▸ **CONSIGNE**
Prolongez le texte ci-dessous sur les douleurs neurogènes en enchaînant sur sa dernière phrase.

Cette analogie est si juste que le traitement pharmacologique proposé pour les douleurs neurogènes paroxystiques repose particulièrement sur l'emploi d'anticonvulsivants et de stabilisateurs de membranes, comme on le verra dans le manuel III portant sur la gestion de la douleur avec les co-analgésiques.

Deuxièmement, les zones membranaires récemment réparées et celles en croissance (repousses, bourgeons, projections, ramifications ou excroissances) sont extrêmement sensibles aux stimuli mécaniques. Tout mouvement ou toute variation de tension mécanique dans leur environnement a pour effet d'accentuer considérablement les phénomènes de dépolarisation déjà facilement produisibles au point d'être parfois "d'apparence spontanée". Ainsi peut-on mieux comprendre, à titre d'exemple, pourquoi les personnes porteuses d'une plexopathie brachiale, attribuable à un envahissement néoplasique ou consécutive à une radiothérapie, ont tendance à positionner leur bras dans une attitude antalgique figée. Le bras se trouve habituellement appuyé contre le thorax, l'avant bras est fléchi et accolé à la paroi abdominale. Tout mouvement du bras, spontané ou imposé, déclenche des douleurs très intenses qui tardent souvent à disparaître une fois le déclenchement accompli.

Troisièmement, ces mêmes zones membranaires sont également extrêmement sensibles à toute stimulation adrénergique. Or, il existe toujours une certaine participation autonome sympathique dans toute douleur le moindrement accentuée qu'elle soit nociceptive ou neurogène.

Cette propriété de sensibilité accrue à toute stimulation adrénergique est probablement en cause dans la pathophysiologie de base du quatrième type de douleur neurogène décrit dans la classification simplifiée proposée, le syndrome régional complexe avec participation sympathique "sympathetically maintained pain" autrefois appelé dystrophie sympathique réflexe.

On peut imaginer, dans ces circonstances, que tout phénomène de tension, stress, angoisse, irritabilité voire manque de sommeil puisse avoir pour effet, à cause de la relâche accentuée qu'il entraîne à la fois de catécholamines circulantes et de neurotransmetteurs adrénergiques, d'augmenter l'excitabilité membranaire des membranes nouvellement regénérées et donc de faciliter encore plus les dépolarisations spontanées et la production d'influx nociceptifs ectopiques.

▸ **MATÉRIEL FOURNI**
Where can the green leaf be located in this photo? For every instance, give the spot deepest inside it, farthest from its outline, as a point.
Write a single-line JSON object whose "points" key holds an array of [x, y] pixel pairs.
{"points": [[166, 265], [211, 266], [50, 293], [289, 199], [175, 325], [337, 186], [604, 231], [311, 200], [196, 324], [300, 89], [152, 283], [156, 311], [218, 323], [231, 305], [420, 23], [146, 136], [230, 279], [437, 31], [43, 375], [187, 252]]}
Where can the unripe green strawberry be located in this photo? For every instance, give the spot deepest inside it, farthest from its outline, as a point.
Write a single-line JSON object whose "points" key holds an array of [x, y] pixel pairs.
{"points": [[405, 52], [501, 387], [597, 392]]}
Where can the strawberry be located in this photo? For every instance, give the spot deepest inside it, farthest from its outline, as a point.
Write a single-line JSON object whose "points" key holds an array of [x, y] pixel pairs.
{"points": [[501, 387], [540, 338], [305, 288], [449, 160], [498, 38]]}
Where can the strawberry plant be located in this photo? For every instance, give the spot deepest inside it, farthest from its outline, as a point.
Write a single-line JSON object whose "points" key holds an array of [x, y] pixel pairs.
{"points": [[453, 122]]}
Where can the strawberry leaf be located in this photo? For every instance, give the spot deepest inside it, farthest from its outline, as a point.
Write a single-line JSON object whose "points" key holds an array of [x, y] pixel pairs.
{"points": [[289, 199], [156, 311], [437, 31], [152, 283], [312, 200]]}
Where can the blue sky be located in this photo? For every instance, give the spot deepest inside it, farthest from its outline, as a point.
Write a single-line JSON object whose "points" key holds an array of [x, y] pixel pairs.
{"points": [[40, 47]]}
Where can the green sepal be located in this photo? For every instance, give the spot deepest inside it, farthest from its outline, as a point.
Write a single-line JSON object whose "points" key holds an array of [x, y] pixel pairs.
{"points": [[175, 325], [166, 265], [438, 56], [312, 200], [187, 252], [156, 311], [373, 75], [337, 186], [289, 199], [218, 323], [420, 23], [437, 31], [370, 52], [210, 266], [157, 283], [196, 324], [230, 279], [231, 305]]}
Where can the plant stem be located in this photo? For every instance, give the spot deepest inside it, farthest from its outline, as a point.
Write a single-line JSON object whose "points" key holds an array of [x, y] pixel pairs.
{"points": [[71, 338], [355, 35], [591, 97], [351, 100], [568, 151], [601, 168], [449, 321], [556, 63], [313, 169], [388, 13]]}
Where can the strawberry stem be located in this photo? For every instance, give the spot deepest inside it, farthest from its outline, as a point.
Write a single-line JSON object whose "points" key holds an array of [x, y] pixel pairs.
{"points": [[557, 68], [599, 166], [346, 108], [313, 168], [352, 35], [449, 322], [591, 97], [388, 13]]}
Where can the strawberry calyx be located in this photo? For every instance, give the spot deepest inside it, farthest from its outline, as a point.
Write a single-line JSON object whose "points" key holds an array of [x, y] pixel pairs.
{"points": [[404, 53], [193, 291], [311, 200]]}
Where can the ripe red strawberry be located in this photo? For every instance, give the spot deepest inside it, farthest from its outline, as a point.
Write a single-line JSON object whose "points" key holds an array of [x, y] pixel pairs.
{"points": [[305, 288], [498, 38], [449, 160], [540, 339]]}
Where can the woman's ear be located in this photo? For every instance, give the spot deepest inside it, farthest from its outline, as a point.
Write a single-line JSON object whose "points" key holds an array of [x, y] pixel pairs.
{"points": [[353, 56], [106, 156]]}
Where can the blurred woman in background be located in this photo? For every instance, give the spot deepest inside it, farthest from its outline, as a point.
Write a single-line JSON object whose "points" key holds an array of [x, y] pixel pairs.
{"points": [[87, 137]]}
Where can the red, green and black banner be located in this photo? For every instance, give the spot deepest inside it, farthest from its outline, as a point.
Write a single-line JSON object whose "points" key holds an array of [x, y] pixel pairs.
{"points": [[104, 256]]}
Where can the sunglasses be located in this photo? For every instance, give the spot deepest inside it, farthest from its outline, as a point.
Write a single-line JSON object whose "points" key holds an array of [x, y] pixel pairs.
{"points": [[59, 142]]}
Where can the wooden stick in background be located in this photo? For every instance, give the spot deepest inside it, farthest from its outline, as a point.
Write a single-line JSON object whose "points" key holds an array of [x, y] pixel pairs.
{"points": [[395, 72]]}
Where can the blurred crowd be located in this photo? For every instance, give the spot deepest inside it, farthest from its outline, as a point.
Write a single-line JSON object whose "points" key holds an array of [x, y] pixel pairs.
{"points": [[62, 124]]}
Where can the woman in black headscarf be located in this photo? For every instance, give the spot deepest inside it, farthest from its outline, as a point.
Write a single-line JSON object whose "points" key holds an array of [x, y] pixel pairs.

▸ **PRODUCTION ATTENDUE**
Quatrièmement, les zones membranaires regénérées peuvent être subdivisés en diverses sous-populations selon la valeur de leur seuil d'activation. Ainsi, certains sous-segments membranaires, réparties dans les zones de régénération, se dépolariseront au moindre stimulus alors que d'autres sous-populations vont nécessiter un stimulus un peu plus important pour ce faire. En outre, on observe des variations semblables quant aux seuils d'activation dans les zones de dépolarisations dites spontanées.

Cette dernière propriété contribue pour une certaine part à expliquer les résultats décevants voire même certains échecs thérapeutiques concernant la gestion de certaines douleurs neurogènes avec les co-analgésiques et cela malgré le fait:

  • d'une bonne connaissance des bases pathophysiologiques des douleurs,
  • d'une évaluation fondée sur cette connaissance
    et
  • d'un choix thérapeutique éclairé concernant les co-analgésiques.

Une part de ces échecs pourrait s'expliquer par le fait

  • que l'abaissement du seuil d'activation soit devenu tellement marqué que toute dépolarisation même très légère permette déjà d'atteindre le seuil d'activation nécessaire à la création d'un influx et cela même en présence de médicaments sensés réduire l'instabilité électrique,
     
  • que certaines sous-populations de bourgeons soient tellement isolées dans un environnement "imperméable" de tissu fibreux cicatriciel qu'aucune concentration plasmatique, même lorsque suffisamment élevés pour créer des effets secondaires systémiques, ne puisse amener une concentration locale "thérapeutique" suffisante pour bloquer la dépolarisation spontanée.

Le Manuel III de cette série, portant sur la gestion de la douleur avec les co-analgésiques, discutera plus en détail de ces phénomènes.